---- Entries supplied

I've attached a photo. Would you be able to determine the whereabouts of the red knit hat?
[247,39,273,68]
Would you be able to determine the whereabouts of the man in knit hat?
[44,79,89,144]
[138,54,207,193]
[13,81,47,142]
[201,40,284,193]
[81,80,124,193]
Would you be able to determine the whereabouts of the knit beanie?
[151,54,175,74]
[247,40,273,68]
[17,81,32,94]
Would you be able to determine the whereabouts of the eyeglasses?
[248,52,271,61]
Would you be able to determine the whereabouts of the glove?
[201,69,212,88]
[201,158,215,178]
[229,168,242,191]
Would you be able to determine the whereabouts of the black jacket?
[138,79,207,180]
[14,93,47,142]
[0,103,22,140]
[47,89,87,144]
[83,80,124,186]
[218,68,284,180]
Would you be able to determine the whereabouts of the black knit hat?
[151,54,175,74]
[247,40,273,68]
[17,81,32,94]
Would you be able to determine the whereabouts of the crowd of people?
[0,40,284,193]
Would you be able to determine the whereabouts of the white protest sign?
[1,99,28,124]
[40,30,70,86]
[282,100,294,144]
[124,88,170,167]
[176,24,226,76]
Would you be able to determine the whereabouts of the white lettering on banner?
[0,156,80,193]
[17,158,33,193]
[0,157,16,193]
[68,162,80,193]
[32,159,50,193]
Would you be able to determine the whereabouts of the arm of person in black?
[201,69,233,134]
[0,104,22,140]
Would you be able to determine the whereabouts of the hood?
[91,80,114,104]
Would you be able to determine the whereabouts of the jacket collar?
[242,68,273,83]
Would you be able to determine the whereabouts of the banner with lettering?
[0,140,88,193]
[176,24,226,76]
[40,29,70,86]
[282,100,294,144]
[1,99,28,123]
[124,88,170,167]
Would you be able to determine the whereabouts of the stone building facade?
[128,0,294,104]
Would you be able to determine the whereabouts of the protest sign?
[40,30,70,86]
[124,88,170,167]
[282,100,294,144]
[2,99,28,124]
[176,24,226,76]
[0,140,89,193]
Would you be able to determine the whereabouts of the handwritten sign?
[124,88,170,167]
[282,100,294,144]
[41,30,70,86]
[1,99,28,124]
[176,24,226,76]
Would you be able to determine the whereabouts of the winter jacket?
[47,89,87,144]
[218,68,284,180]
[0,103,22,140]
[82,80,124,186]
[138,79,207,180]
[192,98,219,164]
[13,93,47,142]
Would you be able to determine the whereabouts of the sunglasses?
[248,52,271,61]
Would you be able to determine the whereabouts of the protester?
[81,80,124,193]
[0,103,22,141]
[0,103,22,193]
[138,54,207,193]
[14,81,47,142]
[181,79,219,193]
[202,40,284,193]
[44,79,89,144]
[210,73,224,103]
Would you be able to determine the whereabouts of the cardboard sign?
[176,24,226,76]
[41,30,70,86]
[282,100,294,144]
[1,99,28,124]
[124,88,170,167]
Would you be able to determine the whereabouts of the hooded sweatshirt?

--------

Written exercise -
Convert the lines of the listing from the one containing "the handwritten sign?" through the end of the listing, both included, into a numbered list, omitting any blank lines.

Task answer -
1. Would you be able to determine the whereabouts of the handwritten sign?
2. [124,88,170,167]
3. [282,100,294,144]
4. [41,30,70,86]
5. [1,99,28,124]
6. [176,24,226,76]
7. Would you be able to determine the whereabouts of the winter jacket?
8. [47,89,87,144]
9. [218,68,284,180]
10. [0,103,22,140]
11. [82,80,124,186]
12. [138,79,207,180]
13. [192,98,219,164]
14. [13,93,47,142]
15. Would you be able to determine the whereabouts of the sunglasses?
16. [248,52,271,61]
17. Would you be able to determine the whereabouts of the protester?
18. [81,80,124,193]
19. [0,103,22,141]
20. [0,103,22,193]
21. [138,54,207,193]
22. [14,81,47,142]
23. [181,79,219,193]
24. [202,40,284,193]
25. [44,79,89,144]
26. [210,73,224,103]
27. Would you be able to determine the whereabouts of the cardboard sign?
28. [176,24,226,76]
29. [41,30,70,86]
30. [282,100,294,144]
31. [1,99,28,124]
32. [124,88,170,167]
33. Would you be able to determine the whereabouts of the hooded sweatshirt?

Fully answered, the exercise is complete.